Direction a
Answer these questions from the consent judgment summary:
(i) How many employees did the two companies have?
(ii) What was AB Construction created to do?
(iii) On what date was the Wage and Hour Division's news release issued?

In the Courts (3 cases)
$2.4 MILLION CONSENT JUDGMENT ENTERED AGAINST CONSTRUCTION COMPANY AND ITS PAYROLL AFFILIATE. A Massachusetts federal district court entered a consent judgment for $2.4 million against a construction company, Force Corporation, and its affiliate, AB Construction Group Inc., for misclassifying the bulk of their 478 employees as ICs and engaging in other wage and hour violations under the Fair Labor Standards Act (FLSA). According to a news release dated August 2, 2016 from the Wage and Hour Division (WHD) of the Department of Labor, an investigation conducted by the WHD revealed IC misclassification including overtime violations and improper record-keeping. The WHD also found that AB Construction was created to provide Force Corp. with much of its labor, and that Force Corp. prepared and controlled the payroll and payment procedures for both companies. The consent judgment orders the companies to pay nearly $2.4 million in back wages and liquidated damages to the employees; refrain from misclassifying employees as ICs; make, keep and preserve accurate records of employees’ wages, hours and working conditions; and engage qualified independent consultants to create an FLSA-compliant payroll system. Perez v. Force Corp., 16-cv-40103 (TSH) (D. Mass. Aug. 1, 2016).

Direction b
Please reproduce everything in the records from the line containing "Target: snow bank" down to the line containing "(286, 1008)", including both of those lines.

Data listing
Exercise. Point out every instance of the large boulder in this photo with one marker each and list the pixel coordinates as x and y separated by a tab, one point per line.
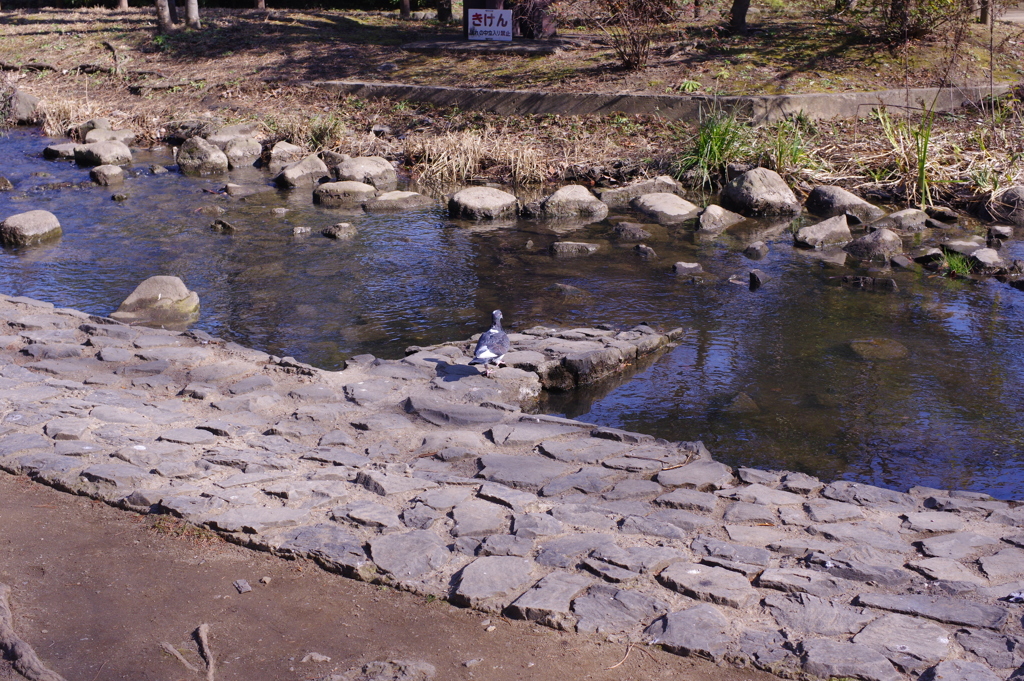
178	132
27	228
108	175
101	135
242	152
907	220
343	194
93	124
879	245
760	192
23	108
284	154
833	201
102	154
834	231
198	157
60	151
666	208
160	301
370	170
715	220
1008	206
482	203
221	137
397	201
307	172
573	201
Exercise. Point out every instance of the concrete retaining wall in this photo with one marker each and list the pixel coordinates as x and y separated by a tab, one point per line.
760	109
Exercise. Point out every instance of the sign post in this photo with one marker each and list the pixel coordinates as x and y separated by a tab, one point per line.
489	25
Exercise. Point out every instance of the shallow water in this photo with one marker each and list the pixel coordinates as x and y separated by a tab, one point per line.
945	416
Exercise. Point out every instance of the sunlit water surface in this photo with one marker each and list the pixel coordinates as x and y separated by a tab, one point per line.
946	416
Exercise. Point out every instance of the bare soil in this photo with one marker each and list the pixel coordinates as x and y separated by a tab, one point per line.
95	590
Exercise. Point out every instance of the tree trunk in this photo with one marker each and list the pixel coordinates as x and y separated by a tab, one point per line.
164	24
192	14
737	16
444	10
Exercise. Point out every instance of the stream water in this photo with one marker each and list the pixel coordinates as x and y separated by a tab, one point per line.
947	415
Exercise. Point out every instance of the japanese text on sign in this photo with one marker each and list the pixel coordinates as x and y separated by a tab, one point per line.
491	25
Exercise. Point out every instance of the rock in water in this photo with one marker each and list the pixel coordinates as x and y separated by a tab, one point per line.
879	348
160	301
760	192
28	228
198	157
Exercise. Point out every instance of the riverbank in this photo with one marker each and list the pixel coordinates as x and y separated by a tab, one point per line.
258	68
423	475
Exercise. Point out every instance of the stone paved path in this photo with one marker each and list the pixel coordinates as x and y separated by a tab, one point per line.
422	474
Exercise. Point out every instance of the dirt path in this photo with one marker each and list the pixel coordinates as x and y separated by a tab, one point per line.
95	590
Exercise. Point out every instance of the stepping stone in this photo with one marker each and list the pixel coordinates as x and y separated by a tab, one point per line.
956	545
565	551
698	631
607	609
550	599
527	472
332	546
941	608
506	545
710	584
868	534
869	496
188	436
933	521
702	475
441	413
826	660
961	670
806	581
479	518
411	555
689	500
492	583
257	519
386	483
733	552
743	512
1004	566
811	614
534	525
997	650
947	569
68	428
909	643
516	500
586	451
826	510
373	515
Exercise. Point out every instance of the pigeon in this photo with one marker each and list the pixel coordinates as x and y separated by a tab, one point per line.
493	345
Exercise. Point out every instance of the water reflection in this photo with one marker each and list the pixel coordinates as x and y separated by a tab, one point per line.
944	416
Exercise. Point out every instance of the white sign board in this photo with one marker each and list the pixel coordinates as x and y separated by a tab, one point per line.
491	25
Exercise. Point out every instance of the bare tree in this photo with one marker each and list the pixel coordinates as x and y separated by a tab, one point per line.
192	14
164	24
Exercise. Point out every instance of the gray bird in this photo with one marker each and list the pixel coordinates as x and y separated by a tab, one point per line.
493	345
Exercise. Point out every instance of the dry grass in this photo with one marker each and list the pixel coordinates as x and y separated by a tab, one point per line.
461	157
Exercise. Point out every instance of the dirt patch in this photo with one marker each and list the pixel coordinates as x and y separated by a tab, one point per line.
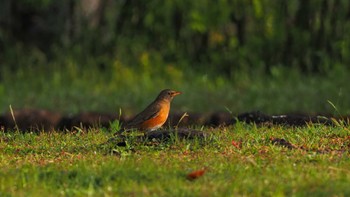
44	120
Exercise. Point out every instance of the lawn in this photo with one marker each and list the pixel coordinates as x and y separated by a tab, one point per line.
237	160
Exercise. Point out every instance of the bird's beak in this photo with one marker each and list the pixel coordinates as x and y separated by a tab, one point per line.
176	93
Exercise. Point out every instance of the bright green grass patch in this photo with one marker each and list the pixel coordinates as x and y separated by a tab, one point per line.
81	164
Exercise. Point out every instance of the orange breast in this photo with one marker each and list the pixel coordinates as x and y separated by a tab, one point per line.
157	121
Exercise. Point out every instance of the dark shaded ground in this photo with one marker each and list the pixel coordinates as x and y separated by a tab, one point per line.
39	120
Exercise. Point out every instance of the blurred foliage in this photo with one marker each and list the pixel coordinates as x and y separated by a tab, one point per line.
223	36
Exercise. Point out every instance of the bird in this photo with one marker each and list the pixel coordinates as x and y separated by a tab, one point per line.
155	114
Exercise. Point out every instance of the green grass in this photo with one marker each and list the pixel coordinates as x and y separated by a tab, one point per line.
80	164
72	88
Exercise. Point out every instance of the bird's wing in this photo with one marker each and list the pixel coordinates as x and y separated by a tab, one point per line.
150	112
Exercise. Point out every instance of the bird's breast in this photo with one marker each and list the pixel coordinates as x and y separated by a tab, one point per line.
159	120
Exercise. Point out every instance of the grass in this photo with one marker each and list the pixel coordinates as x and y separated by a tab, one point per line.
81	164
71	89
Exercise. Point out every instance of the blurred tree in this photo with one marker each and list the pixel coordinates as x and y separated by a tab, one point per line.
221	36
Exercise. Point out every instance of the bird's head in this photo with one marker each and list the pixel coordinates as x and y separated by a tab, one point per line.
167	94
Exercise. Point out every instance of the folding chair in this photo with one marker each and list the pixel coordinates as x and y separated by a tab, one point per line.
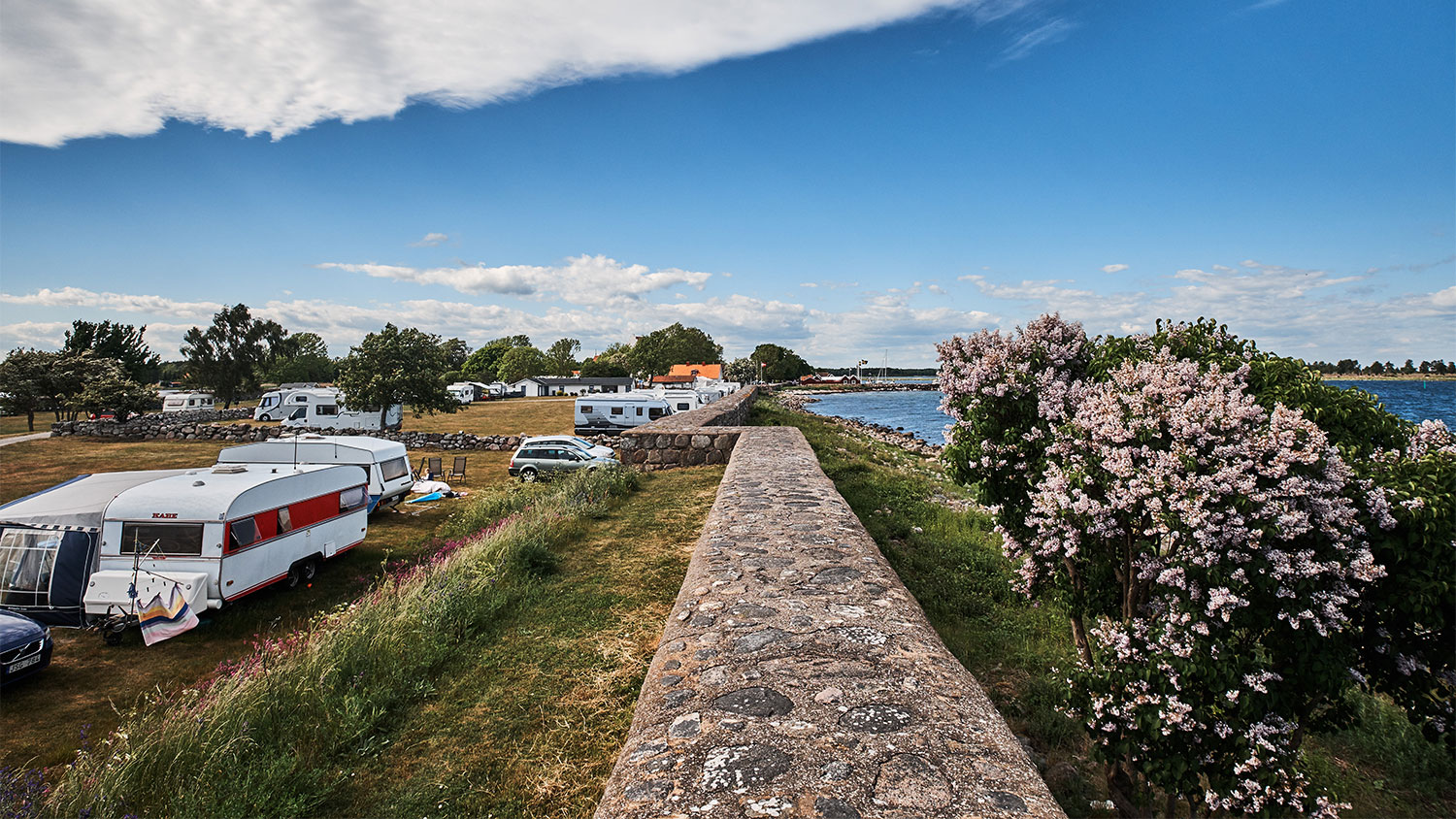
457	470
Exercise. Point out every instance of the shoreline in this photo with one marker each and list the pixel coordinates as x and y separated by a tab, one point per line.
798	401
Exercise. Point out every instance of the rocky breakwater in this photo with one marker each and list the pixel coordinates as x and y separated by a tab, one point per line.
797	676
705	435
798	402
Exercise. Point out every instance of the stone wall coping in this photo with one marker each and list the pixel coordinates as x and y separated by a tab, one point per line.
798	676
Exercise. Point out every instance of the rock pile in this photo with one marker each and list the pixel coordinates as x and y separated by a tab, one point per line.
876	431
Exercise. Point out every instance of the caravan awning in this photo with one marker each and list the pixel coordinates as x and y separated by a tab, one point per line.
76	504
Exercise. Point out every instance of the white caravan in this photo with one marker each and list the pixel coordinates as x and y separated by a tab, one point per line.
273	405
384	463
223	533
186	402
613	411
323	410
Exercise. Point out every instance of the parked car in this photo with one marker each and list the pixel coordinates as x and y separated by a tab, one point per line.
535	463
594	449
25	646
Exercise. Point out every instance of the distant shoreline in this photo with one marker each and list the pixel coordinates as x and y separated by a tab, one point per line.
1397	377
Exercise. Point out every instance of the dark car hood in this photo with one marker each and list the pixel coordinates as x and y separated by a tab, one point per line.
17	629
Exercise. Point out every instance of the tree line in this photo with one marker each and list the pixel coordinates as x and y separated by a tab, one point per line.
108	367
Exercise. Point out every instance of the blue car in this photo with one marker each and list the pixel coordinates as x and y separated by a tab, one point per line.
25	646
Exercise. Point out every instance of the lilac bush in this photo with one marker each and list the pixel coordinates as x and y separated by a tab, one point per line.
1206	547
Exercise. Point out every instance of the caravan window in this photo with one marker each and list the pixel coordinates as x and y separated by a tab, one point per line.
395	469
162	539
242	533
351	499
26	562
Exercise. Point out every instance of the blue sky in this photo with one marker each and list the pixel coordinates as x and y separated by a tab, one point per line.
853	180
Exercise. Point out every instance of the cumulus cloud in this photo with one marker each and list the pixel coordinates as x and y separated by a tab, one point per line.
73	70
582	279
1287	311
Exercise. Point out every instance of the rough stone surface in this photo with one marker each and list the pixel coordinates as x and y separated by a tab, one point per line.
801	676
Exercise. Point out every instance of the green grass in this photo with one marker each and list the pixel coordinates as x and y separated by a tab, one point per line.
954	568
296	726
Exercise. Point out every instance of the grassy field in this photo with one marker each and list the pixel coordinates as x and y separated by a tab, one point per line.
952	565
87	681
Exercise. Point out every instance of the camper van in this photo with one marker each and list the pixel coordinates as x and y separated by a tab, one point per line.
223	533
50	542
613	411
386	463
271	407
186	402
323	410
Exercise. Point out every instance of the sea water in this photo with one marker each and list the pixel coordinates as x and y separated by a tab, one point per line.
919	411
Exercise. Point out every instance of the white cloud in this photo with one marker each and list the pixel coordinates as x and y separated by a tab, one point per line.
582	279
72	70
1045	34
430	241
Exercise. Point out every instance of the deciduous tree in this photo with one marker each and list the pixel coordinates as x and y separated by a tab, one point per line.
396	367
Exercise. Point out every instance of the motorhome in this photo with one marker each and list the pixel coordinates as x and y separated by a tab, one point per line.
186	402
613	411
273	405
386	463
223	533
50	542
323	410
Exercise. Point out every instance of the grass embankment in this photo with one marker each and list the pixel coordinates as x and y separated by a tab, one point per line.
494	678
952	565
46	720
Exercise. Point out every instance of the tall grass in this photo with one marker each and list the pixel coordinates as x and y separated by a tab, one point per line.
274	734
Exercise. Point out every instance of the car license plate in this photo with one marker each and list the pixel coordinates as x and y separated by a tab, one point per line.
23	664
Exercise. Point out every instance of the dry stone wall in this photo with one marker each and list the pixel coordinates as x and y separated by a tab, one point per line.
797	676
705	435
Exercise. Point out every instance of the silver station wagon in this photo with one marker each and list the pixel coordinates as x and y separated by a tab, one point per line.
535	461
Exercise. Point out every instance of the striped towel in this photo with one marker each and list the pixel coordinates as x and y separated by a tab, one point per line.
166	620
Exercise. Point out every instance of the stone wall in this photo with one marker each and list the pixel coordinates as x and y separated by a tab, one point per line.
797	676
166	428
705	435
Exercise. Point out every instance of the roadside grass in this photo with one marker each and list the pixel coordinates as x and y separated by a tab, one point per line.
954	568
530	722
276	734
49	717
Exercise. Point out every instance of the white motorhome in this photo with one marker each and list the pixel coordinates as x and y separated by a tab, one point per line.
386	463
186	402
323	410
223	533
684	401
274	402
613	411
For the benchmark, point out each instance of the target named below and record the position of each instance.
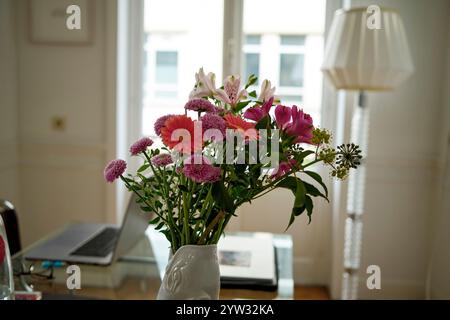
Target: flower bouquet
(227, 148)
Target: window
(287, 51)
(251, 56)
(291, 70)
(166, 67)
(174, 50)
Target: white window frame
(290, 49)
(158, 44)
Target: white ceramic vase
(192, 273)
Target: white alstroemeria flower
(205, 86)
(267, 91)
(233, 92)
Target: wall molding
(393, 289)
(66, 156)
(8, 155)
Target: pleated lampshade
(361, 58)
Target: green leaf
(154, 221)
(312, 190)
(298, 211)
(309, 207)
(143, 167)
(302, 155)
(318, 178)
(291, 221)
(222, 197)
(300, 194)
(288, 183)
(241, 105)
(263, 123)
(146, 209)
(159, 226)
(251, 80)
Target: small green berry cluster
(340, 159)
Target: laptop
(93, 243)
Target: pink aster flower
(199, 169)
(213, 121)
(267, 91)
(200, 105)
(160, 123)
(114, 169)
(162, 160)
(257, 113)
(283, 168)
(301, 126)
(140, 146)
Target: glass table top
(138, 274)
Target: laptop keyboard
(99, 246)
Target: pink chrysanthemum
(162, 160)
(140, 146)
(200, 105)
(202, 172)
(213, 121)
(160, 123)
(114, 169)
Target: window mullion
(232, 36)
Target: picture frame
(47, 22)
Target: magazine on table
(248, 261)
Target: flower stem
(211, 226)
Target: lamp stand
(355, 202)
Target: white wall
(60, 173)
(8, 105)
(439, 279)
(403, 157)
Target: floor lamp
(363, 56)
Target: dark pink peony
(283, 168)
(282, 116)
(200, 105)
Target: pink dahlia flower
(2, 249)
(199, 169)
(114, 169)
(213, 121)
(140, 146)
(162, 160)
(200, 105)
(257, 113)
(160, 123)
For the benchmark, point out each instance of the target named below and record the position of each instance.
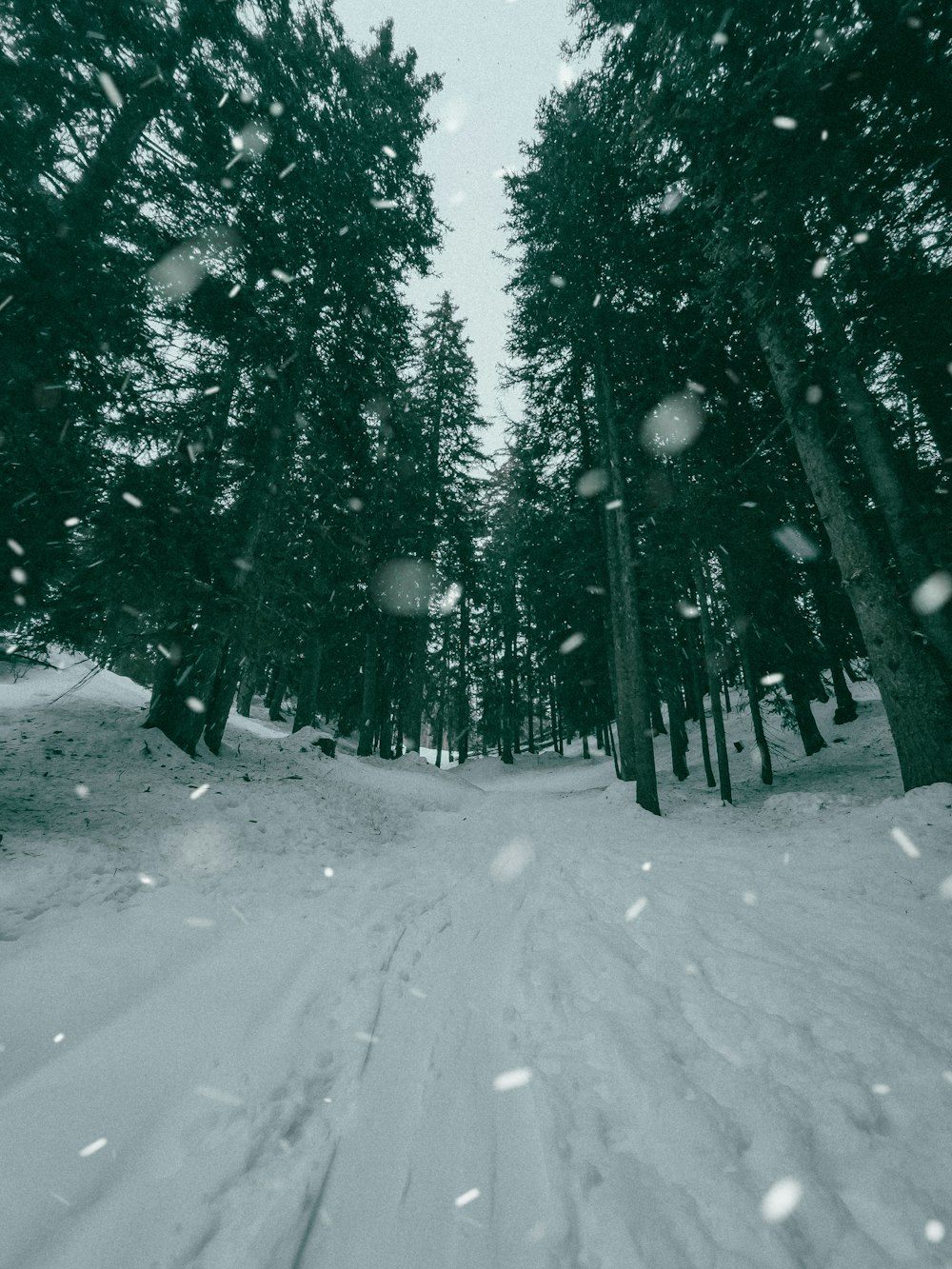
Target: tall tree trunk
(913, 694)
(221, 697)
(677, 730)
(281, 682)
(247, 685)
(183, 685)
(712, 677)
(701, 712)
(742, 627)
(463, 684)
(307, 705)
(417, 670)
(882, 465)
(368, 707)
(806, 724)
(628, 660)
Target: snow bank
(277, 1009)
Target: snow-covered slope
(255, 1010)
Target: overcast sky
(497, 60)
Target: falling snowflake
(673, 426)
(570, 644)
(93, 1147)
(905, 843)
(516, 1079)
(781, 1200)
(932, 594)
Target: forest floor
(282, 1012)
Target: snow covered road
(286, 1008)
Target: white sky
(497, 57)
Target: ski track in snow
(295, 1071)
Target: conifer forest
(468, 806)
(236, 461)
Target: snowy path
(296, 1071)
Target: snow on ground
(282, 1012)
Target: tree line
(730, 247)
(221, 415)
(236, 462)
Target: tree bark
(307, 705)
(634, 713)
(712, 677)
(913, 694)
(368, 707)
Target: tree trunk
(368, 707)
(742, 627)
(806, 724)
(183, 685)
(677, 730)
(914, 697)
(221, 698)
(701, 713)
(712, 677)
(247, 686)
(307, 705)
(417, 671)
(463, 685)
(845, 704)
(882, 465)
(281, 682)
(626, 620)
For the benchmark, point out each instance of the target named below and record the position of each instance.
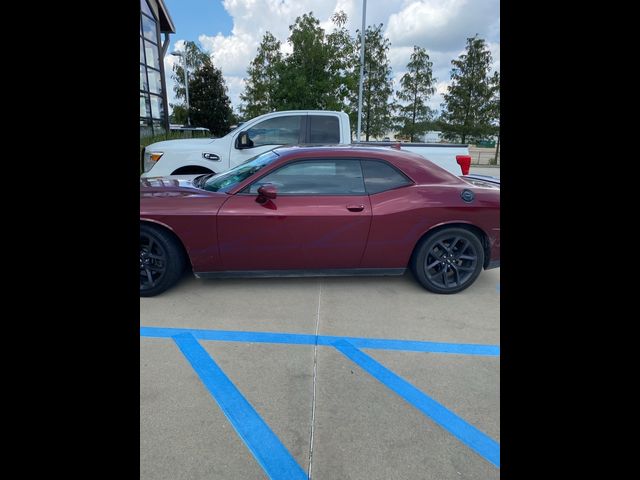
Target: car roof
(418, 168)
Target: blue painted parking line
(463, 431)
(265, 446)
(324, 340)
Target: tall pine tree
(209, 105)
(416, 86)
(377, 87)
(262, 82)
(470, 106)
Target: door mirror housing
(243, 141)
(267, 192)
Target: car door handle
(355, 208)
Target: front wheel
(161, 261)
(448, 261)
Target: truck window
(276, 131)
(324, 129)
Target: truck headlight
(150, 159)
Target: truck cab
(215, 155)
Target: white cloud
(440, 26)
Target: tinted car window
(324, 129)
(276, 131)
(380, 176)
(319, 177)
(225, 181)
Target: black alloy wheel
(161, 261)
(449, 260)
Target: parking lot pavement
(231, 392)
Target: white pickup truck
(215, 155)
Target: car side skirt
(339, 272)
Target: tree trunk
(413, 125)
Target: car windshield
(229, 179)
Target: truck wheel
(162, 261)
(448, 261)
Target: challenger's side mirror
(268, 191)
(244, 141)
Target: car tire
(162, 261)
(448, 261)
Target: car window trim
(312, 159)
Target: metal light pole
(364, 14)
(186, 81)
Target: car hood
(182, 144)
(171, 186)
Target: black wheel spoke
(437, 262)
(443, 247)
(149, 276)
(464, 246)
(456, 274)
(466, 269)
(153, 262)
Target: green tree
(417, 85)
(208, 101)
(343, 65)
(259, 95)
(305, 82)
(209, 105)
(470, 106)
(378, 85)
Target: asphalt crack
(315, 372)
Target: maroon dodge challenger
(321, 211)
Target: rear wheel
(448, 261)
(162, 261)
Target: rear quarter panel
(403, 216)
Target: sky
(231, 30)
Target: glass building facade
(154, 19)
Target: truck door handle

Worked solution a
(i) 478
(ii) To provide Force Corp. with much of its labor.
(iii) August 2, 2016

Worked solution b
Target: snow bank
(277, 1009)
Target: snow-covered slope
(255, 1010)
Target: overcast sky
(497, 60)
Target: falling snowflake
(673, 426)
(570, 644)
(93, 1147)
(905, 843)
(516, 1079)
(781, 1200)
(932, 594)
Target: forest floor
(282, 1012)
Target: snow covered road
(286, 1008)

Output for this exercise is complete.